EXERCISE AIM: Put all of the entries below into a numbered list, leaving out any blank lines.

(Excerpts from a detection dataset)
= = = =

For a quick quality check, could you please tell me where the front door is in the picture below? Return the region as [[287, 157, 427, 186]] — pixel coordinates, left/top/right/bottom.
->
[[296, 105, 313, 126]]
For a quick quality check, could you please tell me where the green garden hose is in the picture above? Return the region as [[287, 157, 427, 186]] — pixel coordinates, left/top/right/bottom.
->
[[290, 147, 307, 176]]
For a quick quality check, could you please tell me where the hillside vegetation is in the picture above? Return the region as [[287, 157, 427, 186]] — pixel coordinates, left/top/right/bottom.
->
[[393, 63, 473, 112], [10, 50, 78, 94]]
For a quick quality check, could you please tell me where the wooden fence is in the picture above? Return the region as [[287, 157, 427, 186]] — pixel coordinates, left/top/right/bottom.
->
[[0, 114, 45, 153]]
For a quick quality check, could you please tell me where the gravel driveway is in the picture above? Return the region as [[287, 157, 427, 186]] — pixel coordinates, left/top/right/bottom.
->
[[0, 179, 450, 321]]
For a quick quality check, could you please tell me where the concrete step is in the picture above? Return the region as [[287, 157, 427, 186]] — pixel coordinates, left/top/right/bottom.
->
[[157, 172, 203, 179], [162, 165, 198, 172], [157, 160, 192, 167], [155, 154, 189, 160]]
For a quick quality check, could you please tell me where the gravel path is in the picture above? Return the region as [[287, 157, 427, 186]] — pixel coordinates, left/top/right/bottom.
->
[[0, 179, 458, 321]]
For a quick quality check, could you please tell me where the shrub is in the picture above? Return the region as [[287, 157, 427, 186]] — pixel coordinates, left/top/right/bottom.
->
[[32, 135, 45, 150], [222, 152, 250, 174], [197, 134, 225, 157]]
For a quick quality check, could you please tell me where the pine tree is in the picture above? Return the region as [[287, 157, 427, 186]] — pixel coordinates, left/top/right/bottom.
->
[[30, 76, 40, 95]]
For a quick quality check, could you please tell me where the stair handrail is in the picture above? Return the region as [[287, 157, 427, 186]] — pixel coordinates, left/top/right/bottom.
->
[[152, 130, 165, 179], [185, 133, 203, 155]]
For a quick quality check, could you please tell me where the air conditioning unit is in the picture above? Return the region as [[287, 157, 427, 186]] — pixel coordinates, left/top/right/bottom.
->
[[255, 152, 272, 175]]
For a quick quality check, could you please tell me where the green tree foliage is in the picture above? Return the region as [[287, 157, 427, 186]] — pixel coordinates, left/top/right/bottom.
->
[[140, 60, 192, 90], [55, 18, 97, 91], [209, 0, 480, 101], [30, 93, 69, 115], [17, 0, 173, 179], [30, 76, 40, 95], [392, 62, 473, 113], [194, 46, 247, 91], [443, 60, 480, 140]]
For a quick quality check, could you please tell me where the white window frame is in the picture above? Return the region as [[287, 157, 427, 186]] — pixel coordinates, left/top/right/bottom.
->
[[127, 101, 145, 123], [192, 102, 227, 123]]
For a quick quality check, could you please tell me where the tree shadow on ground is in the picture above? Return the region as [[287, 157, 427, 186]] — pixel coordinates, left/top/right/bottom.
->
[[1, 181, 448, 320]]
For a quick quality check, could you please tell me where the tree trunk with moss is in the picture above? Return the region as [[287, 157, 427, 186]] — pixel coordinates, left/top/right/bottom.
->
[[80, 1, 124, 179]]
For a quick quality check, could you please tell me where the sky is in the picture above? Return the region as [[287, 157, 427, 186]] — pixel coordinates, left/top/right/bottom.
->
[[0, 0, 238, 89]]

= = = =

SOLUTION TO THIS PROBLEM:
1. For a quick quality check, could you please tell me where the front door is in the picture below? Return the region as [[287, 157, 427, 186]] — pixel coordinates, left/top/right/bottom.
2. ->
3. [[296, 105, 313, 126]]
4. For a quick quality check, could you please tell me where the green garden hose is in the picture above? Return the region as [[287, 157, 427, 186]] — pixel coordinates, left/top/right/bottom.
5. ->
6. [[290, 147, 307, 176]]
7. For a quick quality check, could you please tell me where the hillside vegetation is in the picture above? Return the region as [[287, 157, 427, 186]] — pixel coordinates, left/top/right/bottom.
8. ->
9. [[393, 63, 473, 112], [10, 50, 78, 94]]
10. For a quick quality check, could you please tell me where the wooden fence is in the picture above? Return the region as [[287, 157, 427, 186]] — pixel coordinates, left/top/right/bottom.
11. ->
12. [[0, 114, 45, 153]]
13. For a quick quality check, could you please tell me where the gravel driveway is in the picture above? Return the region as [[287, 157, 427, 186]] — pixel coordinates, left/top/right/bottom.
14. ->
15. [[0, 179, 450, 321]]
16. For a quick quality check, could you please tell me where the concrete step is in the picture above? Return the region as [[287, 157, 427, 186]] — pixel coordinates, left/top/right/bottom.
17. ->
18. [[157, 172, 203, 179], [162, 165, 198, 172], [157, 160, 192, 167], [155, 154, 189, 160]]
19. For a quick quality check, could you please tell me where the gravel path is in the picture above? Return the region as [[287, 157, 427, 186]] — pixel coordinates, left/top/right/bottom.
20. ->
21. [[0, 179, 458, 321]]
22. For a quick quality check, could you please tell me where the shrub is in the picture above? Return the region as [[287, 157, 427, 186]] — pixel coordinates, left/top/right/bottom.
23. ->
24. [[32, 135, 45, 150], [222, 152, 250, 174], [197, 134, 225, 157]]
25. For a quick quality check, could you please tell me where the pine tree is in the picture above? Return the region as [[287, 157, 427, 186]] — pixel coordinates, left/top/right/bottom.
26. ->
27. [[30, 76, 40, 95]]
28. For a quick quality check, could you please tell me where the stair handrail is in the picture above? Return the region as [[287, 157, 427, 186]] — pixel coordinates, left/top/right/bottom.
29. ->
30. [[152, 130, 165, 179], [185, 133, 203, 155]]
31. For a quick quality check, could you please tell me where the air conditioning unit is in the picture above? Return the region as [[287, 157, 427, 186]] — pixel coordinates, left/top/right/bottom.
32. ->
33. [[255, 152, 272, 175]]
34. For a quick quality check, could you please tell me where the green tree foliage is in the picture above? Return the region as [[287, 157, 427, 186]] — pixel coordinates, left/top/right/bottom.
35. ->
36. [[140, 60, 192, 90], [55, 18, 97, 91], [209, 0, 480, 101], [30, 93, 69, 115], [17, 0, 173, 179], [30, 76, 40, 95], [392, 62, 473, 113], [194, 46, 247, 91], [443, 60, 480, 140]]
37. For a quick quality check, could you please tell me where the white window frame is in the picture above? Return the region as [[287, 157, 427, 186]] — pixel coordinates, left/top/right/bottom.
38. ->
39. [[127, 101, 145, 123], [192, 102, 227, 123]]
40. For a quick quality check, could you please tell me where the tree shadow on ground is in the picture above? Return the region as [[287, 157, 427, 186]] — pixel coordinates, left/top/right/bottom.
41. ->
42. [[1, 181, 448, 320]]
43. For a quick quality check, could you please tell me where the tree trunk with moss is in the picture above? Return the region as [[287, 157, 427, 186]] — pixel coordinates, left/top/right/bottom.
44. ->
45. [[80, 1, 124, 179]]
46. For a quick quality check, could you please tell me where the sky is in the picture above? Return the region as [[287, 157, 427, 186]] — pixel coordinates, left/top/right/bottom.
47. ->
48. [[0, 0, 238, 89]]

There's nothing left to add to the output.